#### Problem 1
Transcribe the text on Simon's 60 Minutes reporting from "One animal story" to "over 50 years.".
#### Problem 2
Pick up the text on Simon's 60 Minutes reporting after its final sentence and continue it.
--- Text section Enclosed Below ---
Simon became affectionately known to some of his colleagues as the de facto 60 Minutes wildlife correspondent. In 2011, when asked by 60 Minutes Overtime about reporting animal stories, he embraced the honorary title. “An animal is never duplicitous. An animal will never get involved in gratuitous cruelty. It’s very refreshing to go see them after you’ve spent a lot of time interviewing politicians.”
One animal story he shared with 60 Minutes viewers several times over the years is that of the elephant orphanage. He first met Dame Daphne Sheldrick and visited the David Sheldrick Wildlife Trust, the Kenya-based orphanage for elephants, in 2006, describing it this way: “It’s actually a pretty lush life for these elephants here at the orphanage … like any good school, this place prepares its students to leave, to get ready for life in the real world, to go back to the wild from whence they came.” Sheldrick, who passed away in 2018, worked with elephants for over 50 years.
In 2008, Simon reported on how the growing demand for bluefin tuna, highly coveted in Japan and the rest of the world as the ultimate taste experience in sushi, was pushing fishermen worldwide to find new and more efficient ways to land this prized catch. Simon reported from the Tokyo fish market, explaining “the price of a single bluefin tuna is anywhere between $2,000 and $20,000. It all depends on the size, the season and the fat content. The fattier, the better.”
“The Lost Boys” documented the epic survival of thousands of Sudanese boys who had escaped war and walked a thousand miles across East Africa to a refugee camp in Kenya. After meeting the boys in 2001 in Kenya, some of the young men were relocated to the U.S. and Simon followed their journey over a 12-year period, airing an update in 2013. Producer Draggan Mihailovich, who worked with Simon on the story, said: “Bob loved underdogs, and The Lost Boys of Sudan were the ultimate underdogs.”
In 2011, Simon interviewed the Iraqi defector code-named “Curve Ball,” whose false tale of a mobile, biological weapons program was the chief justification for invading Iraq. Curve Ball abruptly ended the interview and walked out after Simon pressed him for “the whole story.”
--- End of Enclosed Text section ---
--- Data records Enclosed Below ---
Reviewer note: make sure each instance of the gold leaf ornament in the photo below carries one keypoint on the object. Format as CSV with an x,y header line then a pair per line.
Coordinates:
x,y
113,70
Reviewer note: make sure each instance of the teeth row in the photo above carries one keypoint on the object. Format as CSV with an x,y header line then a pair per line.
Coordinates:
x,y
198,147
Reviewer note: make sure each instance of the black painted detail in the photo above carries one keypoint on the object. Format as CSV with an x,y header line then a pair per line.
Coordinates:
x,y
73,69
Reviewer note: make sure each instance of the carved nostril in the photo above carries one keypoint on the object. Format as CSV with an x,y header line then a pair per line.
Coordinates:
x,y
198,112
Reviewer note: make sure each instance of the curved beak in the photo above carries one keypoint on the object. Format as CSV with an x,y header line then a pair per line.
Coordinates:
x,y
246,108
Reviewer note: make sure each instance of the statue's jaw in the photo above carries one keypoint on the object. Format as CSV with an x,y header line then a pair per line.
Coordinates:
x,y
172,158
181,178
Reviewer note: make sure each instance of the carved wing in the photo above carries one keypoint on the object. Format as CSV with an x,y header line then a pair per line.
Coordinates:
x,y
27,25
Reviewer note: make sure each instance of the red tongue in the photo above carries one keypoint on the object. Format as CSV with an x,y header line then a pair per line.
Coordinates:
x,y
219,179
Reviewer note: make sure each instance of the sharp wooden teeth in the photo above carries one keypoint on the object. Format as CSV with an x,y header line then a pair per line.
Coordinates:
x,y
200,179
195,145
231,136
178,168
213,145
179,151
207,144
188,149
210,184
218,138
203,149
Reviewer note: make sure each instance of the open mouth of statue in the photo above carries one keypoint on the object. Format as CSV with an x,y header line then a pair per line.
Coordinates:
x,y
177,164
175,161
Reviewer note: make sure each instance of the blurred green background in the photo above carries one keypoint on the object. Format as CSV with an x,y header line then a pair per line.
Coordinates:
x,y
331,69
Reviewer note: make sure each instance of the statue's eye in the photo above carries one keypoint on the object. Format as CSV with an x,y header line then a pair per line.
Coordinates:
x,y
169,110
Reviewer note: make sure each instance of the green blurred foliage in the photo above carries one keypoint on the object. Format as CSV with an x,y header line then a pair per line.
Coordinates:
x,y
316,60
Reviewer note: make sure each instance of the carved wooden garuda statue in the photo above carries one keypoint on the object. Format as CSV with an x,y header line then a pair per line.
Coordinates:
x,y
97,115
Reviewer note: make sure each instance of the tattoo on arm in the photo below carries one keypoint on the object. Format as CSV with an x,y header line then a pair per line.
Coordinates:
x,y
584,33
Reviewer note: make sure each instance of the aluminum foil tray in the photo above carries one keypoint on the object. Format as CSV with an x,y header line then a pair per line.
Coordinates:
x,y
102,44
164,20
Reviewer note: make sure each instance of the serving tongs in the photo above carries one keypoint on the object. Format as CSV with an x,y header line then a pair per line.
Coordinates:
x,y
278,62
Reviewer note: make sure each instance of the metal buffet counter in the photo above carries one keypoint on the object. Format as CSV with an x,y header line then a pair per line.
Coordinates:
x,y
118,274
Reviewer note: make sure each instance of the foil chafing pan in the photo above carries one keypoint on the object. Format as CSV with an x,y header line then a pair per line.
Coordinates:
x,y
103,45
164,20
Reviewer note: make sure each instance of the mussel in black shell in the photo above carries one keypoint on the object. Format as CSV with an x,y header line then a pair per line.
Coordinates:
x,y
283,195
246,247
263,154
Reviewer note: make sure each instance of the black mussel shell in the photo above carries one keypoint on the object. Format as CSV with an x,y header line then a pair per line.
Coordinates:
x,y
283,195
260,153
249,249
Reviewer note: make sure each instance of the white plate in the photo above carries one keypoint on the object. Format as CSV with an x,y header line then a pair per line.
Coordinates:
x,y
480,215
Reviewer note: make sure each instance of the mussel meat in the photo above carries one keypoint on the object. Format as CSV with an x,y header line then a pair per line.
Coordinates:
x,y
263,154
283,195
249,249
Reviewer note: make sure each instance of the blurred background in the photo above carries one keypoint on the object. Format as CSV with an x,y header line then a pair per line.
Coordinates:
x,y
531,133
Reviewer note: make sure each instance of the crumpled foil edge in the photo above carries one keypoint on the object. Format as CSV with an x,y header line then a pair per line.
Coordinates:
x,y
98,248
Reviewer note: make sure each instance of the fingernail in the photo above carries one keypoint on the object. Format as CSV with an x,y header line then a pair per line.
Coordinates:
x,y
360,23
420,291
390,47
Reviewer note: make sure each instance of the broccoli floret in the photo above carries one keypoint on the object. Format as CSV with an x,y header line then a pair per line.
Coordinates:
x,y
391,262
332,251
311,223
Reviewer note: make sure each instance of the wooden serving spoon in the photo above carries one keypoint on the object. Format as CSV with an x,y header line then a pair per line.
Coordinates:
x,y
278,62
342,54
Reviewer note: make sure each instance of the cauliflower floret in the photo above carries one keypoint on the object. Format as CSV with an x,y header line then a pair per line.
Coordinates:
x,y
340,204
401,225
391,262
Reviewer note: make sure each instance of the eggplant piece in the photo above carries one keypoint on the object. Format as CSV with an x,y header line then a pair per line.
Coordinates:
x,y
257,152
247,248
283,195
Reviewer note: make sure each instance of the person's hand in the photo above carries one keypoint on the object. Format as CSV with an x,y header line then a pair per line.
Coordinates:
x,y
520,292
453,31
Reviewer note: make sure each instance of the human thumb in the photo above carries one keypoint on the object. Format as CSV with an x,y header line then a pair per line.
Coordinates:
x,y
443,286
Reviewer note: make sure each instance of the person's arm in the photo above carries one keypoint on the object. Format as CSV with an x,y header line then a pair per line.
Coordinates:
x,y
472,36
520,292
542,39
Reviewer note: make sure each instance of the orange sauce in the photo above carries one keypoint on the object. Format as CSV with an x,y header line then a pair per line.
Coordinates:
--- End of Enclosed Data records ---
#### Expected answer 1
One animal story he shared with 60 Minutes viewers several times over the years is that of the elephant orphanage. He first met Dame Daphne Sheldrick and visited the David Sheldrick Wildlife Trust, the Kenya-based orphanage for elephants, in 2006, describing it this way: “It’s actually a pretty lush life for these elephants here at the orphanage … like any good school, this place prepares its students to leave, to get ready for life in the real world, to go back to the wild from whence they came.” Sheldrick, who passed away in 2018, worked with elephants for over 50 years.

#### Expected answer 2
Simon traveled to Oslo to meet then 21-year-old chess grandmaster and number one player in the world Magnus Carlsen in 2012. He also spent time in London, following him at the London Chess Classic. A few years later, producer Michael Gavshon shared some insight into Simon’s chess skills: “There were a number of stories that he knew nothing about, but that really did not prevent him from being extremely enthusiastic about them … Bob didn’t know the moves of each piece on the board. And yet, he found a way of telling the story coherently and brilliantly.”
The same year Simon also traveled to Serbia with tennis star Novak Djokovic, meeting the legendary athlete’s first coach, and visiting his grandfather’s apartment building, where his family sought refuge during the war.
In 2011, he reported from Tunisia, where protests against the repressive government not only toppled its autocratic ruler, but sparked the uprising in Egypt that forced President Hosni Mubarak to resign. Simon’s studio introduction ended with this line: “If the Middle East is being transformed before our eyes today, it all began when a poor fruit vendor decided he just wasn’t going to take it anymore.”
In 2014, Simon met Nicholas Winton, a British stockbroker who in 1939 traveled to Czechoslovakia and saved 669 children from the Holocaust. That same year, Simon also traveled to the Chernobyl exclusion zone to report on the cleanup there decades after the nuclear power plant disaster.
At the time of his death in 2015, correspondent Scott Pelley said: “Bob Simon was always ready for an adventure, a chance to travel somewhere he’d never seen and tell us all about it. He had a gift for finding the surprising, even the magical, in the most unexpected places.” One of the places Pelley might have been referring to was Simon’s 2007 trip to Indonesia’s Foja Mountains, for the story “Garden of Eden.”